AIM OF THE TASK: Could you gather every line in the records below that contains the string "pink", copying each one in full? Case counts.
────────
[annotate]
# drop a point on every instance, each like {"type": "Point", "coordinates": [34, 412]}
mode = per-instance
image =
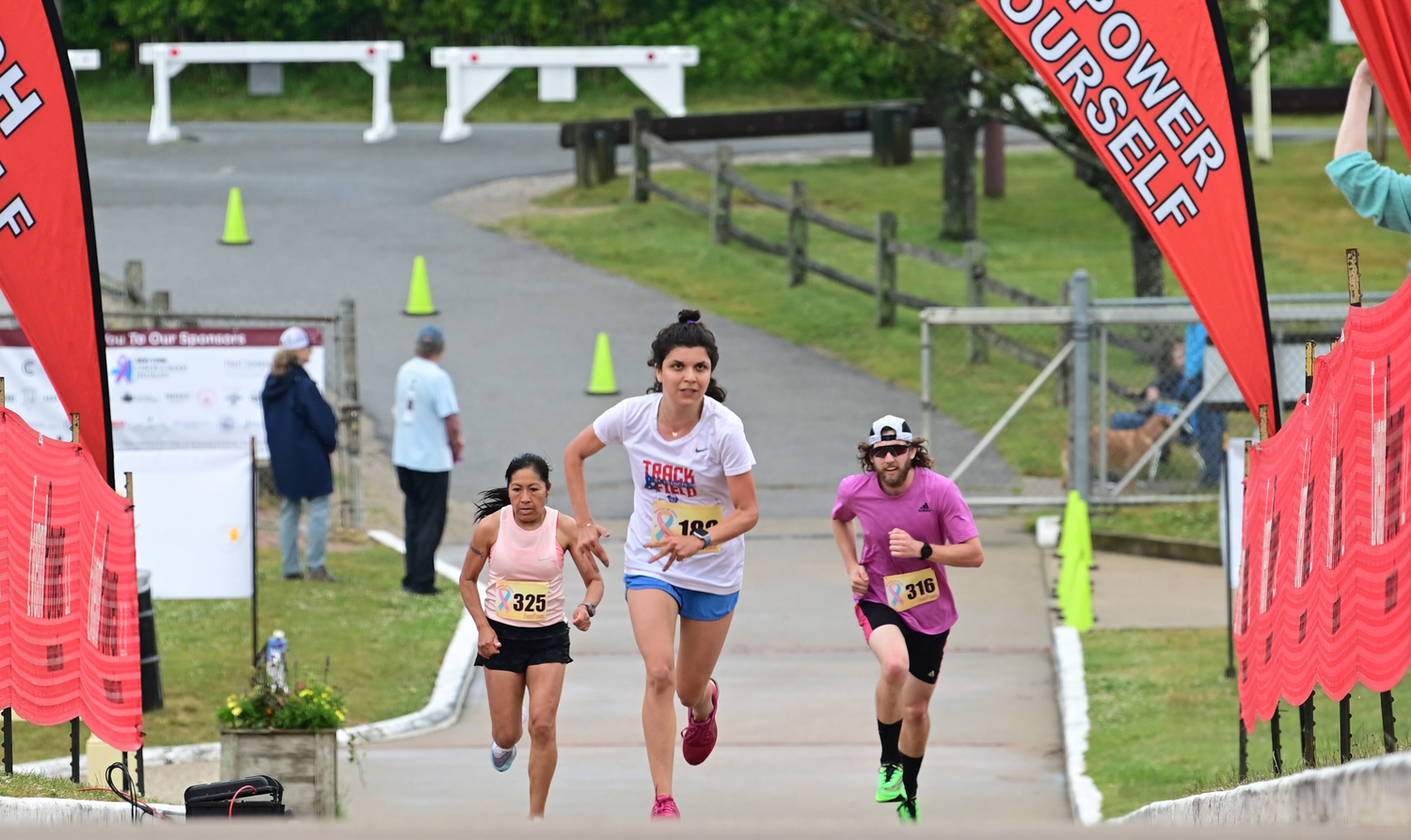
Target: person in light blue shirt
{"type": "Point", "coordinates": [1374, 191]}
{"type": "Point", "coordinates": [426, 442]}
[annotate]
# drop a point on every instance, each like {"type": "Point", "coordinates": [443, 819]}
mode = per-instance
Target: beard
{"type": "Point", "coordinates": [899, 479]}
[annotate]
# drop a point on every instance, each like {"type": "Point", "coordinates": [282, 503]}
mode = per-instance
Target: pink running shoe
{"type": "Point", "coordinates": [665, 809]}
{"type": "Point", "coordinates": [699, 738]}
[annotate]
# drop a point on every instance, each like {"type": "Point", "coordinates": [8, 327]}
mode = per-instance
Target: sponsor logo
{"type": "Point", "coordinates": [123, 372]}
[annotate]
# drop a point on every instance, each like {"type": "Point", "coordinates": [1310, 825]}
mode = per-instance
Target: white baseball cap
{"type": "Point", "coordinates": [293, 339]}
{"type": "Point", "coordinates": [889, 428]}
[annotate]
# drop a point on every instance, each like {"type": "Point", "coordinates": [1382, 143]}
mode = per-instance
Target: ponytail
{"type": "Point", "coordinates": [688, 332]}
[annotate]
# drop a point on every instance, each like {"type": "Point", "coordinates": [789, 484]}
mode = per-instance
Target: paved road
{"type": "Point", "coordinates": [798, 724]}
{"type": "Point", "coordinates": [332, 217]}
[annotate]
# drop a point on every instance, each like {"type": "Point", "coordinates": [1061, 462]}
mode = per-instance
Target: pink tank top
{"type": "Point", "coordinates": [525, 574]}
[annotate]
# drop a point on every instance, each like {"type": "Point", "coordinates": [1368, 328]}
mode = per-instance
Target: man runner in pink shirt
{"type": "Point", "coordinates": [914, 523]}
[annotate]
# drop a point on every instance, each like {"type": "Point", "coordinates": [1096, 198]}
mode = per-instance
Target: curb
{"type": "Point", "coordinates": [1084, 797]}
{"type": "Point", "coordinates": [1366, 792]}
{"type": "Point", "coordinates": [1168, 548]}
{"type": "Point", "coordinates": [440, 712]}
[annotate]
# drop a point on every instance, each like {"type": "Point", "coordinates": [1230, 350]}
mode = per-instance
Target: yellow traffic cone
{"type": "Point", "coordinates": [236, 233]}
{"type": "Point", "coordinates": [603, 380]}
{"type": "Point", "coordinates": [420, 296]}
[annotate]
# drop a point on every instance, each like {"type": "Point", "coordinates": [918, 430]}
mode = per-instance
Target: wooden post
{"type": "Point", "coordinates": [1064, 336]}
{"type": "Point", "coordinates": [595, 154]}
{"type": "Point", "coordinates": [641, 155]}
{"type": "Point", "coordinates": [886, 268]}
{"type": "Point", "coordinates": [133, 284]}
{"type": "Point", "coordinates": [720, 198]}
{"type": "Point", "coordinates": [353, 515]}
{"type": "Point", "coordinates": [891, 135]}
{"type": "Point", "coordinates": [1308, 367]}
{"type": "Point", "coordinates": [975, 296]}
{"type": "Point", "coordinates": [993, 160]}
{"type": "Point", "coordinates": [798, 231]}
{"type": "Point", "coordinates": [1354, 278]}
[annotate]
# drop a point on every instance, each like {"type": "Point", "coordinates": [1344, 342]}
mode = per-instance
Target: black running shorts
{"type": "Point", "coordinates": [521, 647]}
{"type": "Point", "coordinates": [923, 651]}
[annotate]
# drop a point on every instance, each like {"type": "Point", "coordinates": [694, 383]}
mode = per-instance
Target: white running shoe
{"type": "Point", "coordinates": [501, 758]}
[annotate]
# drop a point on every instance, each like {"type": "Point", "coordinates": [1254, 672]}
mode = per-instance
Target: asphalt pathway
{"type": "Point", "coordinates": [333, 217]}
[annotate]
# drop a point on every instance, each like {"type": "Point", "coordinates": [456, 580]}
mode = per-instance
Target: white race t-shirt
{"type": "Point", "coordinates": [679, 483]}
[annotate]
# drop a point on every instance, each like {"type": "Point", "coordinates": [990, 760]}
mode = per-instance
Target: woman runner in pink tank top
{"type": "Point", "coordinates": [524, 640]}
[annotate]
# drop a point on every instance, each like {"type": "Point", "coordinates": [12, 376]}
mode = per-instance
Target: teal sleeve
{"type": "Point", "coordinates": [1374, 191]}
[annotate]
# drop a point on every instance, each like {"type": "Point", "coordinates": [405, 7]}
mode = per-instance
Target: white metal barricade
{"type": "Point", "coordinates": [85, 59]}
{"type": "Point", "coordinates": [471, 72]}
{"type": "Point", "coordinates": [374, 56]}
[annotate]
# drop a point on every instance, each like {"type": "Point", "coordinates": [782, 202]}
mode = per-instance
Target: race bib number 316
{"type": "Point", "coordinates": [683, 518]}
{"type": "Point", "coordinates": [522, 600]}
{"type": "Point", "coordinates": [909, 591]}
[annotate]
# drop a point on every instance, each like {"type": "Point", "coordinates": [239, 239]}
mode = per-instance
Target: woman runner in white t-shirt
{"type": "Point", "coordinates": [694, 499]}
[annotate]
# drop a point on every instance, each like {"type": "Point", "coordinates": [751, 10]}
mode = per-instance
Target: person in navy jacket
{"type": "Point", "coordinates": [302, 434]}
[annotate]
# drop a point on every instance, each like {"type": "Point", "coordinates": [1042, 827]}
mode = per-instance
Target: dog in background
{"type": "Point", "coordinates": [1125, 447]}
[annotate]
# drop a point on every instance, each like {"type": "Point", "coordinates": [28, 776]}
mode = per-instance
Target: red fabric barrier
{"type": "Point", "coordinates": [1382, 28]}
{"type": "Point", "coordinates": [1323, 596]}
{"type": "Point", "coordinates": [68, 591]}
{"type": "Point", "coordinates": [1151, 87]}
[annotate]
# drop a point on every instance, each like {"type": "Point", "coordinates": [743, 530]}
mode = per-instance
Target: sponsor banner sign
{"type": "Point", "coordinates": [1150, 85]}
{"type": "Point", "coordinates": [192, 520]}
{"type": "Point", "coordinates": [169, 388]}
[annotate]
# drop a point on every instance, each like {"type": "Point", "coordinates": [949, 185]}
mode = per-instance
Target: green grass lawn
{"type": "Point", "coordinates": [1047, 226]}
{"type": "Point", "coordinates": [384, 647]}
{"type": "Point", "coordinates": [343, 93]}
{"type": "Point", "coordinates": [1165, 719]}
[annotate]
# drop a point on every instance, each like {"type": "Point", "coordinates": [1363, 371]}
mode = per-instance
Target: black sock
{"type": "Point", "coordinates": [911, 769]}
{"type": "Point", "coordinates": [891, 733]}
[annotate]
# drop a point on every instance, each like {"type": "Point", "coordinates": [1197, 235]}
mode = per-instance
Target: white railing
{"type": "Point", "coordinates": [374, 56]}
{"type": "Point", "coordinates": [471, 72]}
{"type": "Point", "coordinates": [85, 59]}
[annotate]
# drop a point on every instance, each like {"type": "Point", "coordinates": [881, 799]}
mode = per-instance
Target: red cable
{"type": "Point", "coordinates": [243, 788]}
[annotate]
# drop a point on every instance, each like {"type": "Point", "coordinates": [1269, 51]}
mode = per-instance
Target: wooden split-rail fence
{"type": "Point", "coordinates": [882, 237]}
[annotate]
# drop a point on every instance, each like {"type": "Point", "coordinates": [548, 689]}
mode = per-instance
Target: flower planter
{"type": "Point", "coordinates": [305, 761]}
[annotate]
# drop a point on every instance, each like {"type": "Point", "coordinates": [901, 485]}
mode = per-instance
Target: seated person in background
{"type": "Point", "coordinates": [1374, 191]}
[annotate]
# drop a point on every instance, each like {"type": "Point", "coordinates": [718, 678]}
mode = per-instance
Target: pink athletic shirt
{"type": "Point", "coordinates": [525, 574]}
{"type": "Point", "coordinates": [931, 510]}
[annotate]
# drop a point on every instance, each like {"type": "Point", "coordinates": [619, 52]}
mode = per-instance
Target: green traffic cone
{"type": "Point", "coordinates": [420, 296]}
{"type": "Point", "coordinates": [603, 380]}
{"type": "Point", "coordinates": [236, 233]}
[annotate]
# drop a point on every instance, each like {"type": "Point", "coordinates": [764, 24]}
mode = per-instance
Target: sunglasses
{"type": "Point", "coordinates": [895, 451]}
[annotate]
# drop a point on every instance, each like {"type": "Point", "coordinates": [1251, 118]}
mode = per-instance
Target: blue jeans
{"type": "Point", "coordinates": [318, 534]}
────────
FINAL RESULT:
Target: pink running shoe
Target: pink tank top
Target: man runner in pink shirt
Target: woman runner in pink tank top
Target: pink athletic shirt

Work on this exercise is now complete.